QUOTED PASSAGE START

Tungsten Mesh- Ideal material for electrodes

Uniformshaped Tungsten Meshes are used as screen or gauze. These are produced in standard metal mesh size range from 0.75mm to 1mm to 2mm diameter with strict tolerances and alpha values (conductive resistance) for uses such as gas detection and thermometry tolerances. Materials are produced using solid state, crystallization and other ultra high purification processes such as sublimation. Custom compositions are also produced for commercial and research applications and for new proprietary technologies.

Tungsten metal has a lustrous and silvery white color and doesn’t occur naturally. It is found in the ore Wolframite which is a tungstate of iron and manganese. It is converted to the trioxide and then reduced to the metal by reduction in hydrogen. Tungsten metal is relatively inert and has resistance to acids and alkalis. It has resistance to attack by oxygen although it reacts with fused oxidizing alkali media. It has high melting point and can be worked with relative ease when pure. Tungsten can be extremely brittle due to the presence of impurities and becomes difficult to fabricate. Tungsten is ideal for use as electric filaments due to its high melting point. Tungsten and its alloys are used in military applications for example, shells and armour, as well as counter-balance materials. Tungsten carbide powder with possible additions of titanium and tantalum carbides along with nickel or cobalt powders are compressed and sintered to produce cemented carbides. These cemented carbides are used to form the tip of cutting and drilling tools or for parts which will be subjected to heavy usage.

QUOTED PASSAGE END

Continue the passage on tungsten mesh, starting after its last sentence.

DATA PROVIDED START

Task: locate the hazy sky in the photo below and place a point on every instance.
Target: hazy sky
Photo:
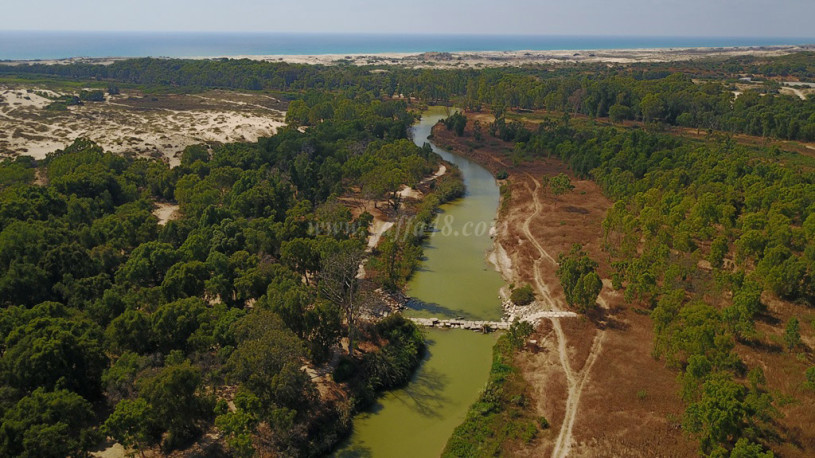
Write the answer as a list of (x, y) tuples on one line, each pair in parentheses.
[(768, 18)]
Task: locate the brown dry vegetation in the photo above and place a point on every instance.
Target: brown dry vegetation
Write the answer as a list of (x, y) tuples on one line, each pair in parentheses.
[(630, 405), (611, 419)]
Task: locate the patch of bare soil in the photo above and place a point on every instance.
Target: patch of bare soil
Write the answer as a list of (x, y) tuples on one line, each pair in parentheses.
[(588, 376)]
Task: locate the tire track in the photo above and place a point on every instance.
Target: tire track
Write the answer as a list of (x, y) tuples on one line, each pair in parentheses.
[(575, 381)]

DATA PROVIDED END

**OUTPUT FOR THIS TASK:**
Tungsten is used in electrodes, electronic applications, medical devices and vacuum heating elements due to its high melting point and tensile strength at extreme temperatures. Tungsten and Molybdenum elements are produced in both mesh and weave configurations. The mesh and weave heating elements are made from continuous interlocked tungsten or molybdenum wire coils. Each wire moves independently when heated. Interlocked wire coils mean that each element has built-in flexibility. This largely eliminates mechanical and thermal stresses leading to improvement in the life of the element. These elements are manufactured in cylindrical and flat panel designs. Mesh elements consist of individual helix coils of tungsten or molybdenum wire that are threaded together by turning each coil into the adjacent coil making a continuous interlocking mesh pattern over the entire width and length of the element resulting in unmatched thermal performance. Consistency is maintained throughout the construction of each element since the wire diameter for each coil is closely controlled. Conductors are made of the top and bottom ends which are secured with solid strips of tungsten or molybdenum bands. These conductors provide a means of mechanical support for the element. The welding of these bands and tabs is performed under a controlled atmosphere to minimize stresses within the elements.

Individual wires are formed into planar sinuous loops to produce weave elements. The wire diameter, height and pitch of the bends are controlled as required to produce the optimum weave element design. A hair-pin wire is connected together with the individual wires passing through alternating loops similar to a cloth fabric weave to securely lock the wires together. The individual wires are free to move and adapt to the thermal environment. The weave is an alternative to the mesh construction technique. The ends are terminated in the same way as the mesh elements.